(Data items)

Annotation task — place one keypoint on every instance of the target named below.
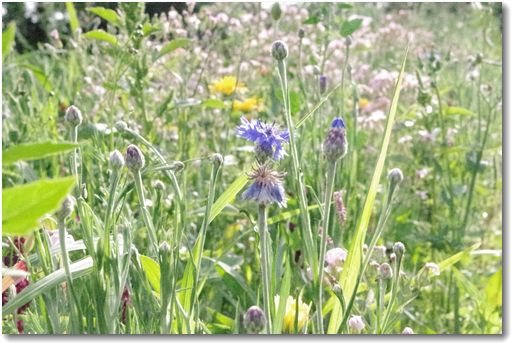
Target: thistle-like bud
(217, 159)
(399, 249)
(336, 145)
(66, 208)
(134, 158)
(121, 126)
(279, 50)
(276, 11)
(385, 271)
(322, 84)
(116, 160)
(408, 331)
(356, 323)
(73, 116)
(395, 176)
(254, 320)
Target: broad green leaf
(453, 110)
(294, 102)
(8, 37)
(78, 269)
(494, 290)
(213, 103)
(350, 26)
(102, 36)
(105, 13)
(73, 18)
(152, 271)
(40, 76)
(228, 196)
(24, 205)
(27, 152)
(353, 262)
(173, 45)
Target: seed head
(336, 144)
(73, 116)
(134, 158)
(254, 320)
(116, 160)
(279, 50)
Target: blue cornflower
(336, 145)
(266, 187)
(268, 138)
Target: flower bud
(276, 11)
(254, 320)
(73, 116)
(385, 271)
(408, 331)
(322, 84)
(134, 158)
(279, 50)
(121, 126)
(66, 208)
(356, 323)
(336, 144)
(116, 160)
(395, 176)
(399, 249)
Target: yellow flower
(290, 314)
(248, 105)
(362, 103)
(226, 85)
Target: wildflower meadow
(252, 168)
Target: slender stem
(261, 224)
(330, 177)
(298, 175)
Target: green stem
(330, 177)
(298, 175)
(261, 224)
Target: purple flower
(267, 187)
(268, 138)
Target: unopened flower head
(294, 306)
(336, 145)
(356, 323)
(266, 187)
(268, 138)
(73, 116)
(385, 271)
(254, 320)
(408, 331)
(134, 158)
(116, 160)
(279, 50)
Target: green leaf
(34, 151)
(213, 103)
(453, 110)
(353, 262)
(494, 290)
(73, 18)
(78, 269)
(8, 37)
(294, 101)
(350, 26)
(40, 76)
(228, 196)
(24, 205)
(152, 271)
(105, 13)
(173, 45)
(102, 36)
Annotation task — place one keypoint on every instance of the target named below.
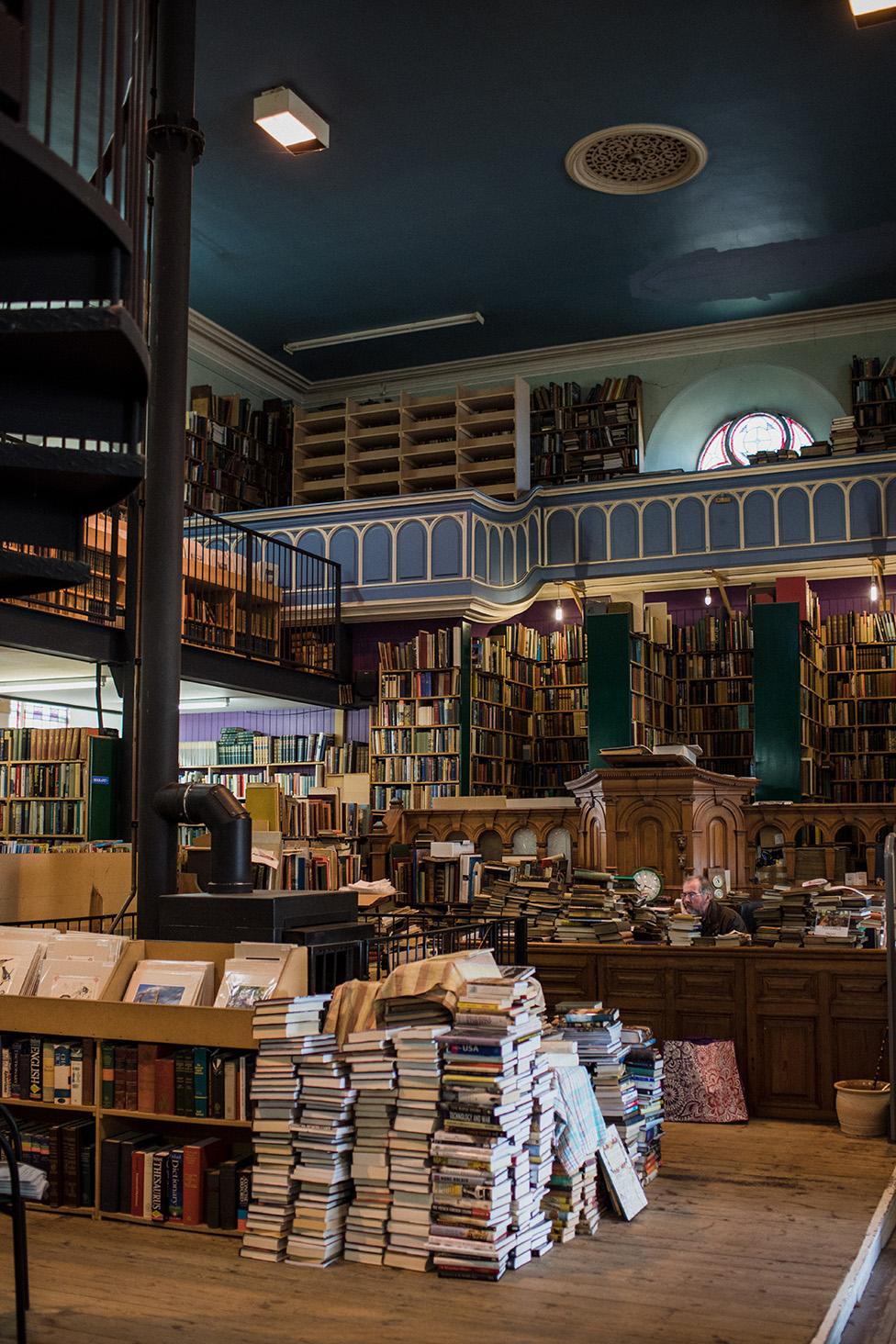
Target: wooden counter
(800, 1019)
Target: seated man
(699, 898)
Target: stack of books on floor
(573, 1202)
(284, 1030)
(644, 1066)
(542, 1152)
(371, 1059)
(322, 1140)
(417, 1117)
(598, 1034)
(485, 1216)
(684, 929)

EXERCISE | Starting at the line that has "Target: yellow flower" and continuing through the last of the lines, write those lines out again, requests included, with every coordinate in the answers shifted by -64. Leave the pictures out.

PROBLEM SOLUTION |
Target: yellow flower
(226, 250)
(184, 41)
(298, 39)
(162, 21)
Target: wildflower meadow
(188, 104)
Target: slender stem
(197, 160)
(266, 113)
(234, 111)
Target: green stem
(266, 113)
(234, 111)
(197, 160)
Target: purple flower
(203, 123)
(204, 74)
Target: unopened flower head
(230, 242)
(272, 81)
(292, 259)
(202, 123)
(204, 74)
(9, 52)
(321, 207)
(190, 256)
(344, 267)
(70, 94)
(52, 96)
(215, -14)
Target: green leaf
(-30, 87)
(149, 39)
(389, 46)
(289, 198)
(430, 226)
(9, -46)
(14, 205)
(-56, -27)
(230, 37)
(286, -38)
(-24, 12)
(164, 132)
(-40, 141)
(88, 207)
(41, -51)
(109, -19)
(38, -28)
Annotation task — place one keypoint on every instance of the target named below.
Target: wooden counter
(736, 955)
Target: seated man
(635, 834)
Target: stack of books on floor
(509, 1138)
(220, 966)
(580, 1002)
(478, 1088)
(307, 995)
(258, 1076)
(353, 1053)
(534, 970)
(421, 1152)
(620, 865)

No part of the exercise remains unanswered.